Rescale the stretch from the start of the rows through the line containing "[243,169,259,183]" by writing out every line again, requests included. Multiply each bounding-box coordinate in the answers by 0.55 and round it to a whole number, with halves rounding up.

◆ **Input material**
·····

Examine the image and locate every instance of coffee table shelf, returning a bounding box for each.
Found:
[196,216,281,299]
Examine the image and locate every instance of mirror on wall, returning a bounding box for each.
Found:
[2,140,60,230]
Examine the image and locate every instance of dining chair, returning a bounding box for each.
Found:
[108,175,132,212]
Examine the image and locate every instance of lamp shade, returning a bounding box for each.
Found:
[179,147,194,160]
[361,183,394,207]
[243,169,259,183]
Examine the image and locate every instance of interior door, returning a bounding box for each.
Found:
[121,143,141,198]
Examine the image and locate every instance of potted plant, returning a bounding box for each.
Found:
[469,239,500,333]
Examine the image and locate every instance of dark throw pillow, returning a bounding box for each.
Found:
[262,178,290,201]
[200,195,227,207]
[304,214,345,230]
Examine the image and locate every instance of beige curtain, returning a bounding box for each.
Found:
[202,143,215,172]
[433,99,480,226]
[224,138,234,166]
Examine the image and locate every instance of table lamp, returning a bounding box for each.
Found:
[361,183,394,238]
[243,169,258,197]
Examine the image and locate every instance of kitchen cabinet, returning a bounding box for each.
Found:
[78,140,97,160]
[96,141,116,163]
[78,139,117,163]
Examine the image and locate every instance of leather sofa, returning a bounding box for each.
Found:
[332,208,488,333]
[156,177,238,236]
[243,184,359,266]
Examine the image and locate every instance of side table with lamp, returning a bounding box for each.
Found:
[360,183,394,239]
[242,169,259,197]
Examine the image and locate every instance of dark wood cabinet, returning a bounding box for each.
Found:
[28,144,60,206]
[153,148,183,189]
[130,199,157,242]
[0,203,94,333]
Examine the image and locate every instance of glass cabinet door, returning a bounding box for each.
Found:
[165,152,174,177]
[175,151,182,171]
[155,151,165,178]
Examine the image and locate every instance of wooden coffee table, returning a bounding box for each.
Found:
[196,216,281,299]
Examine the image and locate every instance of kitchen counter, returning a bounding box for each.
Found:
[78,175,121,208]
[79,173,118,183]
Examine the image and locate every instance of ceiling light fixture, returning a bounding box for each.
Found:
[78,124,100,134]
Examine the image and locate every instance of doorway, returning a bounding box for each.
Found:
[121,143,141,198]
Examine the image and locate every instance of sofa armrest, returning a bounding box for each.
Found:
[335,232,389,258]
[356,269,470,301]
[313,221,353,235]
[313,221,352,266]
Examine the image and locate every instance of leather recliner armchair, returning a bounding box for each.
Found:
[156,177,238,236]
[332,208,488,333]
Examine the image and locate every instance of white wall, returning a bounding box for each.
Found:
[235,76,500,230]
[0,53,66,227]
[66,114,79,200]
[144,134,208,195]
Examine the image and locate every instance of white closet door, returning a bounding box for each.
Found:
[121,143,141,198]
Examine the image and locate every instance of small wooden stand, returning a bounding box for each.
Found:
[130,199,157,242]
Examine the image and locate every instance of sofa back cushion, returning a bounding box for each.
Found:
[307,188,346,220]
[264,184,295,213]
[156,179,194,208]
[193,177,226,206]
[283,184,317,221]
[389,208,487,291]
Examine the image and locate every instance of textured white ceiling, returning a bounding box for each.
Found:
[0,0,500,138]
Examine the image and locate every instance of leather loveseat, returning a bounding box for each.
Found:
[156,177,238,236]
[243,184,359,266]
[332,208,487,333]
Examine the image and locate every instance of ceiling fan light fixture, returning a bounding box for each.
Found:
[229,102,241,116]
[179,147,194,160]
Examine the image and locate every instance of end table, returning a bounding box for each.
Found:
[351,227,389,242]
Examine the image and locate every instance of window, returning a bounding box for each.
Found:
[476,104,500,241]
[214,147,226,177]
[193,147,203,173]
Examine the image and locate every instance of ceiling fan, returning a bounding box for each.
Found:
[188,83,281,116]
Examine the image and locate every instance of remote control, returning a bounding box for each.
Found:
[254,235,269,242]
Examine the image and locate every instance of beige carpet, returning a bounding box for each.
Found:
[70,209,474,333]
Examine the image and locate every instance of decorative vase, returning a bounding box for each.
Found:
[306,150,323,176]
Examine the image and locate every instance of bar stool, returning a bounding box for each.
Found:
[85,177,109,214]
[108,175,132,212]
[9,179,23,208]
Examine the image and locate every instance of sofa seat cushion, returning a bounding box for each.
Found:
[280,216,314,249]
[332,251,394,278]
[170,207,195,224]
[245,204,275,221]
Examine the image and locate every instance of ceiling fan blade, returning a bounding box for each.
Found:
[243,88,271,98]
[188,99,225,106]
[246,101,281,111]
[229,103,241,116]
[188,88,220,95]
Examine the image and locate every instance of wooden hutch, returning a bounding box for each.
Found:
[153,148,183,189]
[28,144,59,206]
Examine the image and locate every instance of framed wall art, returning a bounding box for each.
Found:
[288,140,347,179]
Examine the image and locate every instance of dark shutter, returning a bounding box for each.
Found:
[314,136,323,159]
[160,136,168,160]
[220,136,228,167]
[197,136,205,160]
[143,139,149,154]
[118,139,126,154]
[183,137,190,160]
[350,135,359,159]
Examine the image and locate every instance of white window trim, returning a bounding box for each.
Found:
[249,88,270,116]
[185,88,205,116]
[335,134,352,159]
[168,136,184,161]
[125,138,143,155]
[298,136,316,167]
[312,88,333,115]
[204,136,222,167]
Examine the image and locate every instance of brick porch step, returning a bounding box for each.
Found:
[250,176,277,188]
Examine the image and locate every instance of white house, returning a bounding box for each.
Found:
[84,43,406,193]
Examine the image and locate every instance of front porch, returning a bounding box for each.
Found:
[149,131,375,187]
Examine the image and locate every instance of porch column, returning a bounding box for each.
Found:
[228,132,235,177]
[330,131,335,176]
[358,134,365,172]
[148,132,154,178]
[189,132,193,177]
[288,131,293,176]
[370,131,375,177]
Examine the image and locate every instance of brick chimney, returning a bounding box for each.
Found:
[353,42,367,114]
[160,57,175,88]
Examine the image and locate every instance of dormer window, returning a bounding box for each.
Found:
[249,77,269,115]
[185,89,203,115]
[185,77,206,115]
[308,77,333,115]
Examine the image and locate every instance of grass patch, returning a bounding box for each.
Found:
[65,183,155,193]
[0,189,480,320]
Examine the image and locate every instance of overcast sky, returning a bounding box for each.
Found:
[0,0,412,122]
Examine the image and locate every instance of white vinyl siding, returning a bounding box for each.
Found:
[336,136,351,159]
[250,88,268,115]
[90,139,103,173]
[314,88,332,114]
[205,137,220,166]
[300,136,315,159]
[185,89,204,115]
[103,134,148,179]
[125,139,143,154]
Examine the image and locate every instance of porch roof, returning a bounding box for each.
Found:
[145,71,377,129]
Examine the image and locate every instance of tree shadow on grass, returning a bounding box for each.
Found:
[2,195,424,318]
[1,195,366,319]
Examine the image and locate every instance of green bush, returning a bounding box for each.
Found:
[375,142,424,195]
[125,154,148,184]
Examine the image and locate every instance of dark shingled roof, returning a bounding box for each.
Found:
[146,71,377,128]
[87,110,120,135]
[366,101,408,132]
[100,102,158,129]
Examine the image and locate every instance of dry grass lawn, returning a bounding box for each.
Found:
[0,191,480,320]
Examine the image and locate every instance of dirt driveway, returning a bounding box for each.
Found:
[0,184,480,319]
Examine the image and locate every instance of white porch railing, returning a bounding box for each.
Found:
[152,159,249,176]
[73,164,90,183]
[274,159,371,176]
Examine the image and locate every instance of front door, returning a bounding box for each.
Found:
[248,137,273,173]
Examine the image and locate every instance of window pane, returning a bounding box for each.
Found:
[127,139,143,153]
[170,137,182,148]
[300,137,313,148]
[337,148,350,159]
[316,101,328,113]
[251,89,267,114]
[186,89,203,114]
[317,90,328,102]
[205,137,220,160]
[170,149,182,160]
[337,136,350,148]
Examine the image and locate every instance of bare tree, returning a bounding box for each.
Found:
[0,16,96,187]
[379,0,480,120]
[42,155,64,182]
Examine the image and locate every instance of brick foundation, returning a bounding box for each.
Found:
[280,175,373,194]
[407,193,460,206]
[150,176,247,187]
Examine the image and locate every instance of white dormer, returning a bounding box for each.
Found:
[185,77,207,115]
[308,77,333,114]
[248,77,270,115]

·····

◆ **Answer to this task**
Examine the image and locate every instance of coffee table shelf, returning a bounding box for each.
Found:
[108,119,155,164]
Examine the image and locate every instance of mirror on wall, returning a bounding box for each.
Found:
[1,77,33,127]
Examine the image and locate every instance of dining chair, returning a bounding box for each.
Found:
[59,96,73,117]
Examine the image and locate every instance of lamp shade, returning a bounding box for each.
Found:
[98,81,107,88]
[199,101,217,114]
[134,93,142,101]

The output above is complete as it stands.